Begin Source document
The method of reading the encoded response and request is based on the previous patches. The view is different when compared to the previous patch, as the ByteViewer was extended, instead of adding a new view.

In addition, the previous patches relied on detecting encoding. However, unless the response or request has the line "Content-type" at the beginning of a line followed by "charset=", it will not be able to detect this encoding. This automatic detection is therefore quite limited, since it cannot deal with encodings such as a simple JSP page with national characters.

A new design was used, to modify the ByteViewer to have an encoding combo box. This combo box has preset values with basic encodings (encodings from:
http://docs.oracle.com/javase/1.4.2/docs/guide/intl/encoding.doc.html)

The user can also enter a user defined value.

Whenever an invalid encoding is entered into the combo box (or the default option of <None>) is selected, the default encoding will be used. This encoding is the same result if the user had used the old ByteViewer (i.e. there is no behavioral change).

If the user changes the encoding, the request or response content will be re-encoded. This is similar to when the user switches between different viewers, the content is updated without having the user re-run the scenario.

Tests ran:
- Ensure Request and Response for ByteViewer work: Used a webservice to test Request and Response with national characters. Changed the encodings and ensure the national characters show up correctly
- Test encoding: Test adding the new encodings attribute into the extension, to ensure that the way encodings are extracted from this attribute are valid and show up properly in the combo box. Test with encodings as:
1. "UTF-8"
2. ""
3. " UTF-8 ,UTF-16, ASCII" - ensure that it is trimmed correctly
4. "UTF-8,UTF-16,ASCII,Cp1250,Cp1251,Cp1252,Cp1253,Cp1254,Cp1257,ISO8859_1,ISO8859_2,ISO8859_4,ISO8859_5,ISO8859_7,ISO8859_9,ISO8859_13,ISO8859_15,KOI8_R,UnicodeBigUnmarked,UnicodeLittleUnmarked,UnicodeBig,UnicodeLittle"
- Ensure other viewers can be selected and there are no errors
- Test different types of encodings for Responses (using JSPs with different encodings). In all cases, use other encodings to see garbled message and then switch to correct encoding to test that content was encoded:
1. UTF-8
2. UTF-16
3. US-ASCII
Comment 16 Elson Yuen CLA 2012-03-06 15:40:01 EST
Comment on attachment 205902 [details]
New approach (v1.6)

Marking patch v1.6 as obsolete since Patch v1.7 replaces v1.6.
Comment 17 Elson Yuen CLA 2012-03-06 15:42:16 EST
Patch v1.7 looks good.
Comment 18 Steven Hung CLA 2012-03-06 15:54:03 EST
Created attachment 212165 [details]
Patch v1.8

Updated minor version of the plug-in for patch 1.7
Comment 19 Elson Yuen CLA 2012-03-06 15:55:12 EST
Steven, thanks for the new patch with the plugin version updated.
Comment 20 Elson Yuen CLA 2012-03-06 17:39:38 EST
Changes released to HEAD
Comment 21 Elson Yuen CLA 2012-04-03 10:12:30 EDT
Changes released to 325P on 20120308
Comment 22 Eclipse Genie CLA 2017-10-11 16:38:02 EDT
New Gerrit change created: https://git.eclipse.org/r/109098
End Source document
Stated exercise A: In the records below, repeat the lines starting at the line that contains "query: camouflage uniform" and ending at the line that contains "(50, 268), (398, 764)", including both of those lines.
Begin Materials provided
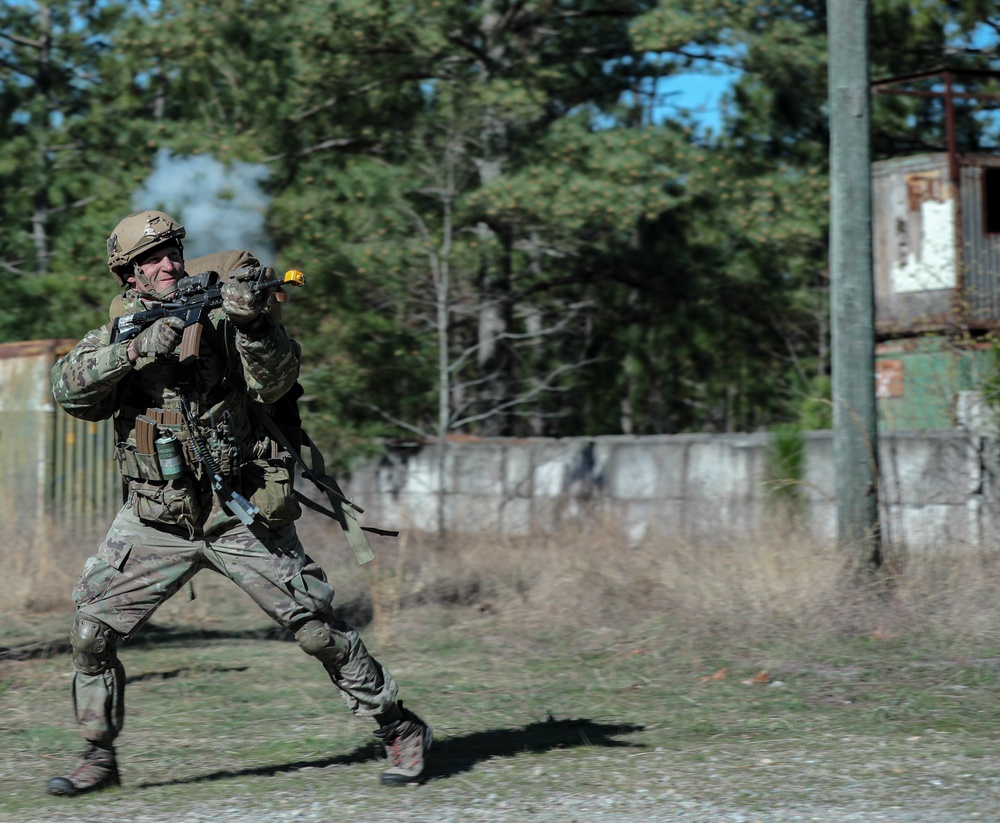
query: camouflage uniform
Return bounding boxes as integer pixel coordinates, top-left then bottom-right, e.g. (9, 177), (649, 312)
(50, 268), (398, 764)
End Materials provided
Begin Materials provided
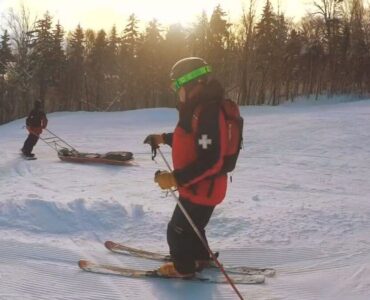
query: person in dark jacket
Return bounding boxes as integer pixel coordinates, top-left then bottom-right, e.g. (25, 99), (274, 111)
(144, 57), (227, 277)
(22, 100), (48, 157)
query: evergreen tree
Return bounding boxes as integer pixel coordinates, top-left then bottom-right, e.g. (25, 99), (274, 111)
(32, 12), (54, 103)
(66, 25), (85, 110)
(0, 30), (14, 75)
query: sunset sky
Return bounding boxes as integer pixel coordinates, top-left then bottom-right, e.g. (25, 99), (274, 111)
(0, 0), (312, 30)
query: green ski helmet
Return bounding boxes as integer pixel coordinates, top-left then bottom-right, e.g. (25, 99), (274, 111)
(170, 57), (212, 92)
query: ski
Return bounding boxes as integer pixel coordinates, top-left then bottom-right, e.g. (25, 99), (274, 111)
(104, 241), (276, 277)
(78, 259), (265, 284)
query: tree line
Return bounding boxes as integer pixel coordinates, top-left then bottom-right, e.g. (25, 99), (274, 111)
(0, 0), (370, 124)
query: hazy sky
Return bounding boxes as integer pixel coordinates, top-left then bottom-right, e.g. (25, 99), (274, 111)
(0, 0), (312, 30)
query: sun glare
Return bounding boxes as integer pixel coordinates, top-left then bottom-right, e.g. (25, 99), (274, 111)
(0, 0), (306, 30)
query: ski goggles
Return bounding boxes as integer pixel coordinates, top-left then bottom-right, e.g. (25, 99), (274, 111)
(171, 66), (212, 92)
End Materials provided
Stated exercise B: List the encodings the patch discussion names for testing Responses with JSPs.

Full answer A:
query: camouflage uniform
Return bounding boxes as integer pixel coordinates, top-left then bottom-right, e.g. (9, 177), (649, 312)
(50, 268), (398, 764)

Full answer B: UTF-8, UTF-16, US-ASCII